(Given passage):
----
Sat May 03, 2003 1:45 am

First of all I'd like to say that I don't want to put anybody down in a personal way. Since most of us don't know any of the musicians personally this meant to be simply about the music, not the human being.

My "award" for the worst musician with Elvis goes to Duke Bardwell. It's as simple as this. Bardwell is the only musician that worked with Elvis and never really seemed to fit into the band IMO. His dreadful playing prevents me from listening to many of Elvis' 1974 and early 1975 concerts more than I probably would with Jerry Scheff playing. I think his playing is awful and sometimes I've got the impression that he simply couldn't follow the "concept" of an Elvis show that simply existed of improvisation and watching and following Elvis. Larry Londin is another case but at least he was a cool drummer somehow. What do you think?

Some of finest musicians with Elvis IMO were the members of the so-called "Nashville A-team" in the 1960: Hank Garland, Boots Randolph, Floyd Cramer, also of course Scotty Moore, DJ Fontana, The Jordanaires. Other great musicians include Hal Blaine - the most "successful" drummer in rock history that has played on 40 #1 hits and another 150 top ten hits - Billy Strange, Al Casey, almost the whole Band that played with Bob Dylan during the mid-sixties and of course "Alabama Wild Man" Jerry Reed who provided some of the best guitar picking on any of Elvis' 60ies' records.

Also, his 1970ies' TCB band was outstanding feat. names like JD Sumner And The Stamps, the wonderful and soulful Sweet Inspirations, "technicians" like Ron Tutt and great session players like Jerry Scheff and of course "guitar hero's guitar hero" James Burton.

The latter wins the award for the "best musician" who's worked with Elvis IMO. Not only is his playing outstanding (I would easily put him in a list of the 10 best guitar players of all time), he was also a great band leader who provided a range of skills that made him able to play ANYTHING Elvis wanted him to play. Most of Elvis' records of the 70ies wouldn't have the sound they have without JB on lead guitar. Putting Elvis live band together in 1969 also makes him one of the most important musician in his career next to people like Scotty Moore and Bill Black.

Sat May 03, 2003 3:33 am

Wasn't Duke in charge of the bass at the Memphis 20-3-74 concert? He isn't that bad in my opinion. Elvis didn't seem to pleased with his performance, I must admit. Although it depended on the show. Sometimes Elvis seemed disgusted by him, sometimes it doesn't seem to bother him. He is a limited but solid player in my opinion, and no great improviser.

I never liked any Shaun Nielssen solo spots or duest with Elvis however. Danny Boy, It's now or Never, Softly as I leave you. Actually, in "Softly" his voice is in the background and just bearable, but give this guy the limelight and he slimes all over the stage :lol: ... The guy has an amazing voice technically, but manages to project no feeling whatsoever... Elvis is 100% feeling however.
----
(Directives):
(a) In the forum thread about the musicians who played with Elvis, who does the first poster give the award for best musician?
(b) Carry on the forum thread about the musicians who played with Elvis from its last line.

(Recorded information):
----
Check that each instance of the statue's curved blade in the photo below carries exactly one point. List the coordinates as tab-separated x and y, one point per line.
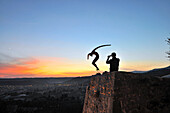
----
(Answers to the exercises):
(a) James Burton

(b)
Now, that wasn't a nice thing to say about this guy, I will possibly get sherrilled all across my *ss :twisted: by fans of this tenor singer, but that's my opinion. I like the TCB Band and most of the other back-up singers though... Shook hands with most of 'em at two Elvis The Concert shows in Antwerp and Brussels. :)

Sat May 03, 2003 4:00 am

Call me what you will but im a sucker for Sherill's stuff, now O Sole Mio gets on my nerves after a while but im really a sucker for Softly. I think Elvis does a great job, and its a great arrangement/setup. i think its powerful hearing Elvis voice the words of the story. call me a sap! lol

Sat May 03, 2003 4:14 am

Kylan, you're no sissy because you like "Softly". The day I would think anyone's a sap for liking a particular song, I would hang my head in shame. On a positive note, I kinda like his flashy 70s suit as featured in Elvis in Concert and the CBS Tapes... :D And he seems to be a nice gentleman as well.

In fact, it was one of their better efforts and it is obviously a song Elvis cared much about. I believe it was Vernons request they should do it with just piano and voices. It's just I think Shaun's voice is melodramatic but without the punch that Elvis has, even in his most maudlin stuff. To me, that's the diffrence between a GREAT singer and a mediocre 13-in-a-dozen singer.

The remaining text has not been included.